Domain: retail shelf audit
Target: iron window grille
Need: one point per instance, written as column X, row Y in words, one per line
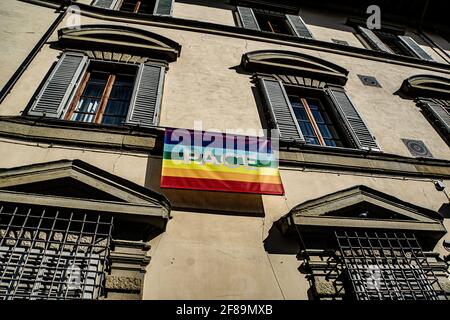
column 387, row 266
column 52, row 253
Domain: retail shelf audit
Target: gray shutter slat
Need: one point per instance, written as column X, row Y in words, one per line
column 281, row 111
column 415, row 48
column 163, row 7
column 374, row 41
column 107, row 4
column 299, row 26
column 144, row 110
column 58, row 89
column 438, row 112
column 355, row 124
column 248, row 18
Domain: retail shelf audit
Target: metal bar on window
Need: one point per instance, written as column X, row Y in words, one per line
column 43, row 248
column 387, row 266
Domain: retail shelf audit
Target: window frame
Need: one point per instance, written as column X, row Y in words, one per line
column 73, row 102
column 304, row 93
column 262, row 13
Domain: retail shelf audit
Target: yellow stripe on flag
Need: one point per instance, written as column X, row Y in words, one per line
column 179, row 164
column 202, row 174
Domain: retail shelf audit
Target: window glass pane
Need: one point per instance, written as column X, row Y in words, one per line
column 89, row 102
column 274, row 24
column 119, row 100
column 140, row 6
column 303, row 120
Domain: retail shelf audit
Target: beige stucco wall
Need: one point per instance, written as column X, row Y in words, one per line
column 130, row 166
column 21, row 27
column 213, row 256
column 202, row 85
column 221, row 13
column 220, row 255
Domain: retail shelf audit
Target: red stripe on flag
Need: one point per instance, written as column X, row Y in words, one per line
column 221, row 185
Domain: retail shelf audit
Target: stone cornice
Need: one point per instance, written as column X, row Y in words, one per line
column 237, row 32
column 86, row 135
column 360, row 161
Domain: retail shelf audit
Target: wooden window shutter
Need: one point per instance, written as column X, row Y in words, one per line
column 58, row 89
column 298, row 25
column 415, row 48
column 248, row 18
column 106, row 4
column 281, row 111
column 146, row 101
column 163, row 7
column 373, row 40
column 354, row 124
column 437, row 111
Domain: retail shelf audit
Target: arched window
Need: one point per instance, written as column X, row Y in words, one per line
column 432, row 95
column 110, row 75
column 306, row 101
column 154, row 7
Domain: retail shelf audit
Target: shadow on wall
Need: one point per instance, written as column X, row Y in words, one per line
column 444, row 210
column 277, row 243
column 204, row 201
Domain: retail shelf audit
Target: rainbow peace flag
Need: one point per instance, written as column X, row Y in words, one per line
column 219, row 162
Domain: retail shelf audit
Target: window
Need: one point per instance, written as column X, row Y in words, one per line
column 391, row 42
column 138, row 6
column 394, row 43
column 156, row 7
column 315, row 121
column 325, row 117
column 386, row 266
column 269, row 21
column 447, row 108
column 52, row 253
column 94, row 91
column 272, row 23
column 103, row 97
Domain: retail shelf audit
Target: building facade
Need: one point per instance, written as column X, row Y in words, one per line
column 363, row 116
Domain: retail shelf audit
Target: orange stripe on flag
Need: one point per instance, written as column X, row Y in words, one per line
column 201, row 174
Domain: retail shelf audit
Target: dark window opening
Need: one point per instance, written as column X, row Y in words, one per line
column 315, row 119
column 386, row 266
column 447, row 108
column 104, row 96
column 138, row 6
column 393, row 42
column 272, row 23
column 53, row 253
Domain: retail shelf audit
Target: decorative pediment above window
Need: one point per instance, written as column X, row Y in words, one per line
column 76, row 185
column 361, row 207
column 120, row 40
column 426, row 86
column 294, row 64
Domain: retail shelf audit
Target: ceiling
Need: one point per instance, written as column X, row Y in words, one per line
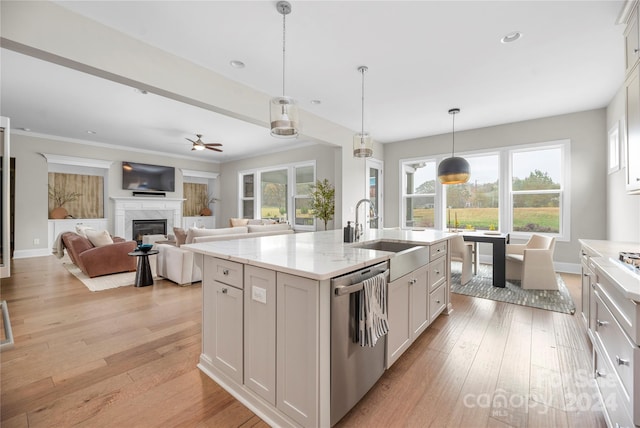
column 424, row 57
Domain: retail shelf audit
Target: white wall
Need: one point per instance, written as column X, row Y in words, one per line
++++
Exercise brief
Every line containing the string "shutter" is required; copy each such line from the data.

Problem solution
Target: gray shutter slat
Target: wooden window shutter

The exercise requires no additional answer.